**Problem requirements:**
Quote the following lines word for word, leaving out the pictures.

(Data records)
* BEGIN *

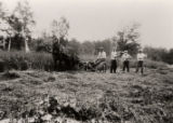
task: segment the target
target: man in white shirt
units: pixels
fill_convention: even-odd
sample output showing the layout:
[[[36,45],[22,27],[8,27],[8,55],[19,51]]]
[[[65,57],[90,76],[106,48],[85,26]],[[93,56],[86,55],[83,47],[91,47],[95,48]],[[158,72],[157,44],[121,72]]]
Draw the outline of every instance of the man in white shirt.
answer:
[[[136,66],[136,73],[138,72],[138,69],[141,68],[141,73],[144,73],[144,58],[146,55],[143,53],[142,50],[137,53],[137,66]]]
[[[112,47],[112,52],[110,54],[110,73],[116,73],[117,71],[117,56],[116,47]]]
[[[128,51],[124,51],[122,55],[122,60],[123,60],[122,71],[123,72],[125,71],[125,69],[128,72],[130,72],[130,58],[131,56],[128,54]]]
[[[102,62],[106,62],[106,52],[104,47],[99,47],[99,52],[95,62],[95,66],[99,65]]]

* END *

**Finished exercise:**
task: segment the target
target: man in white shirt
units: pixels
fill_convention: even-odd
sample output showing the layout:
[[[36,45],[22,27],[8,27],[8,55],[19,51]]]
[[[65,57],[90,76],[106,48],[85,26]],[[93,56],[86,55],[83,47],[91,47],[95,48]],[[158,72],[157,44],[121,72]]]
Draw the outline of every instance of the man in white shirt.
answer:
[[[136,66],[136,73],[138,72],[138,69],[141,68],[141,73],[144,73],[144,58],[146,55],[143,53],[142,50],[137,53],[137,66]]]
[[[112,47],[112,52],[110,54],[110,73],[116,73],[117,71],[117,56],[116,47]]]
[[[128,51],[124,51],[122,55],[122,60],[123,60],[122,71],[123,72],[125,71],[125,69],[128,72],[130,72],[130,58],[131,56],[128,54]]]
[[[102,62],[106,62],[106,52],[104,47],[99,47],[99,52],[95,62],[95,66],[99,65]]]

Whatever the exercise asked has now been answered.